▸ TASK DETAILS
Starting at the line with "Indicate one point per instance of the cloudy", transcribe each line through the final one, both included, and add nothing.

▸ LISTED RECORDS

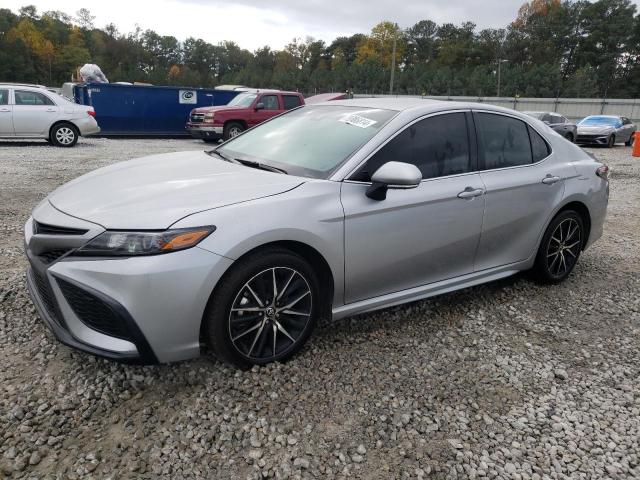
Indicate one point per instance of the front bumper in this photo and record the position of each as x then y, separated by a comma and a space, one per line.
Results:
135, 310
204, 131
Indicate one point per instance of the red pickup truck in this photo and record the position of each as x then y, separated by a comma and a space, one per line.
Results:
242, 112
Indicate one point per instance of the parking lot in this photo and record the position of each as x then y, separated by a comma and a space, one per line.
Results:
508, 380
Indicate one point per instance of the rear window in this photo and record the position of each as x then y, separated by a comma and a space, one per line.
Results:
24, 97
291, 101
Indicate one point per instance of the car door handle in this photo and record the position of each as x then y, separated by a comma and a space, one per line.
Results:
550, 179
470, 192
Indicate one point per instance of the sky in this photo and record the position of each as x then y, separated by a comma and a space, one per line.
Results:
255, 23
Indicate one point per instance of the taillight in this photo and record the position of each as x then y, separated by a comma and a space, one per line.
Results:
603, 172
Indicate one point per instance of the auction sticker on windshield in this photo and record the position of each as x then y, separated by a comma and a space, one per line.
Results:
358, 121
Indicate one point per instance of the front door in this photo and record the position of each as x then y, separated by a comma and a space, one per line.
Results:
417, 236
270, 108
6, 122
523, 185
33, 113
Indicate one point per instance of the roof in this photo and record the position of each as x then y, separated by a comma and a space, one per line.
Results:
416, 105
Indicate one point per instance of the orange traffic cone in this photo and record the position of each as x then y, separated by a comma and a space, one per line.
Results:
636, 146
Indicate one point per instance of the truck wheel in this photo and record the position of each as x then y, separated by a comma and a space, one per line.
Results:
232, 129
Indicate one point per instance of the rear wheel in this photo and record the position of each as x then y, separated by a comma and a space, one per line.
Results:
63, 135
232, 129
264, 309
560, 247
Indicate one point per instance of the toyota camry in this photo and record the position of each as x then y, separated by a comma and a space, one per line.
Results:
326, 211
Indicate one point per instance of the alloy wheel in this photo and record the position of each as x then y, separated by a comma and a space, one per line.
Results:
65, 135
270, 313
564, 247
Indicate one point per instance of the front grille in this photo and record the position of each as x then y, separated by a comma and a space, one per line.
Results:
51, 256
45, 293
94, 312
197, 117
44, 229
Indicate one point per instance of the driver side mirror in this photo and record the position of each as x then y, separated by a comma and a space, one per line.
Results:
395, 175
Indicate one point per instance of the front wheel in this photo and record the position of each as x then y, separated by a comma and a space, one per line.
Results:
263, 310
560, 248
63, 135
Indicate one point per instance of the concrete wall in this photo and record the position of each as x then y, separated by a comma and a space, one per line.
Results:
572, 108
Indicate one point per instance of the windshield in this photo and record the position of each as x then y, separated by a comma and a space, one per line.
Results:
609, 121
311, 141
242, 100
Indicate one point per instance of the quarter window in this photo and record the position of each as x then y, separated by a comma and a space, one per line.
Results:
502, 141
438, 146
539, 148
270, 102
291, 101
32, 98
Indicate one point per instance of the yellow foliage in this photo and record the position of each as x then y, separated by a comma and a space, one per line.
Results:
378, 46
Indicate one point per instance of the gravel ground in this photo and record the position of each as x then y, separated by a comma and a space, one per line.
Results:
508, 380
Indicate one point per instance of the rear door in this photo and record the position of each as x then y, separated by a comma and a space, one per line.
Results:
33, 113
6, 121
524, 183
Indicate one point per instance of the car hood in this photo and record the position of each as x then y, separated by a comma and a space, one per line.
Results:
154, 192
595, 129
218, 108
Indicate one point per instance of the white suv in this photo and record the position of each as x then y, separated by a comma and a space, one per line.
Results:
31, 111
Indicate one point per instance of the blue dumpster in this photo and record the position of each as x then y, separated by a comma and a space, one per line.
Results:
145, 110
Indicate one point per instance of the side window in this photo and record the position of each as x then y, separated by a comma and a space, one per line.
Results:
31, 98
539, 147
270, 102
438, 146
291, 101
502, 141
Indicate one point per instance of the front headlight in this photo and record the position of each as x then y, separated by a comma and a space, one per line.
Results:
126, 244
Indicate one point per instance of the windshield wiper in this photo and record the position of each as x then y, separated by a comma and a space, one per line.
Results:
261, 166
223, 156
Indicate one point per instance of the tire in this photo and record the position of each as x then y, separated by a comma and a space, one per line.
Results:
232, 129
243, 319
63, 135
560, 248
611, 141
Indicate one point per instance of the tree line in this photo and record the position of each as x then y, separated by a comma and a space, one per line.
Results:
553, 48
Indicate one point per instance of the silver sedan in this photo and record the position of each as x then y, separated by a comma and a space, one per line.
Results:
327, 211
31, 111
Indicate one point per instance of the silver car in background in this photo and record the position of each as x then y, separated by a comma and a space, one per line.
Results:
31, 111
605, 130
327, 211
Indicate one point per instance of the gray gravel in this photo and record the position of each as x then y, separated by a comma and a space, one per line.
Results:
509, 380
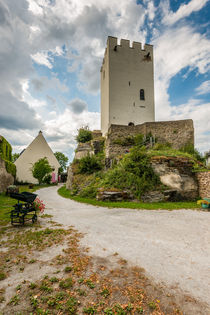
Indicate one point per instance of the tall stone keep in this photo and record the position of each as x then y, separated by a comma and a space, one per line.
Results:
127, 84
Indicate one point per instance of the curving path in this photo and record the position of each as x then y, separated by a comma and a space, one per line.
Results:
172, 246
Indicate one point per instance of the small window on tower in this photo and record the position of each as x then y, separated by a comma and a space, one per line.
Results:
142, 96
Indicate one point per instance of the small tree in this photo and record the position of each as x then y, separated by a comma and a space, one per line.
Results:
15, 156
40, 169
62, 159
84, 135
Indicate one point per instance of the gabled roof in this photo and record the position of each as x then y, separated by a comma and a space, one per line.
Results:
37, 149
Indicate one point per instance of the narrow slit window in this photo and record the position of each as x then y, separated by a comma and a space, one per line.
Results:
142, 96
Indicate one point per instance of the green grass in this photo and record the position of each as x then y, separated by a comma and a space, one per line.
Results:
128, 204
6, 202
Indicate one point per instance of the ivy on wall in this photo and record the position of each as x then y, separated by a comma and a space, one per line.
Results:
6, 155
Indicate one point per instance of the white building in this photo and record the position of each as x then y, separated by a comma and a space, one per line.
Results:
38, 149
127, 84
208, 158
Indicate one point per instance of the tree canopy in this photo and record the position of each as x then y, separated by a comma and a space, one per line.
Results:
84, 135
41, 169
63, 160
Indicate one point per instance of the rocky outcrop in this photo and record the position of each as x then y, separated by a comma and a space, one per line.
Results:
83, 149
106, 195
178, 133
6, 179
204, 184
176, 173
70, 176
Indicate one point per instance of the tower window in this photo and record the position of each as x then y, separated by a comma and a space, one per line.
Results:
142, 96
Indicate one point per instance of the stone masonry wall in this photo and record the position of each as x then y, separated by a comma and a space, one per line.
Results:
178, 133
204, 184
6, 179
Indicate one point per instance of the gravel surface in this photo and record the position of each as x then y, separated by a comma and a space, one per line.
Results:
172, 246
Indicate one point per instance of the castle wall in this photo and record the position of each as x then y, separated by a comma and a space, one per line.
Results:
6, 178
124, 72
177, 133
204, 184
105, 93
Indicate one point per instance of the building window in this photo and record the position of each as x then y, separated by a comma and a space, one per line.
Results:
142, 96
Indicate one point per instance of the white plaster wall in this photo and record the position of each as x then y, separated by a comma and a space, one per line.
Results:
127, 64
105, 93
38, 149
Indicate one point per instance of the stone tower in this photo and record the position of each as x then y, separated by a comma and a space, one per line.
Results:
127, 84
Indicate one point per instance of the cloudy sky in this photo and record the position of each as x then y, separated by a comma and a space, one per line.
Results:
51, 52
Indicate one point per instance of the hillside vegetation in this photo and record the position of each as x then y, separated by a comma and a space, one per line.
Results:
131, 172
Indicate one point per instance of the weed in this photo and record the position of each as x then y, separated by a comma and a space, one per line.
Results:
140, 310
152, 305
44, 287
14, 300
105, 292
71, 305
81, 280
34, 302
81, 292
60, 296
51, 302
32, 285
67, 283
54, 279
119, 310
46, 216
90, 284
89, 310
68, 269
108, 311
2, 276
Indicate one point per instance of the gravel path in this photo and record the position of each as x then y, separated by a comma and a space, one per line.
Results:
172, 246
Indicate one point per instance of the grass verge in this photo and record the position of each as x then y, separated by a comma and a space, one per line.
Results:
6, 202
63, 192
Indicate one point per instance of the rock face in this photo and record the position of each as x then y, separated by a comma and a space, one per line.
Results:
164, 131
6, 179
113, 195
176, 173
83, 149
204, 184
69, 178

▸ EXERCISE ANSWER
Indicate one point per instance of the cloudy sky in this photo and record the position of each as x then y, separated by a comma and a space, one per line.
Results:
51, 52
Indicate one point per instance of the hillside vegetation in this photo and record the position of each as x then y, separated by a comma and a space, one per line.
Results:
131, 172
Indicate one point per instance of the weed in this photo and record the position of each as x then y, separated by a comma and a space, one per line.
Results:
140, 310
152, 305
44, 287
14, 300
105, 292
71, 305
81, 280
34, 302
81, 292
60, 296
51, 302
32, 285
67, 283
54, 279
119, 310
46, 216
90, 284
89, 310
68, 269
108, 311
2, 276
Indicate one point per instance of the gravel path in this photo and record the position of each as x then y, separated by a comma and a space, one per line.
Results:
172, 246
Indicate one point per instance of the grass verge in this photo and record the position of each as x then y, separated by a comma and a space, one per line.
Results:
6, 202
63, 192
Indicate one point per instance of the rock face in this photo and record the position of each as x then y, separated by a comma and a space, one per line.
Results:
164, 131
6, 179
113, 195
176, 173
83, 149
204, 184
69, 178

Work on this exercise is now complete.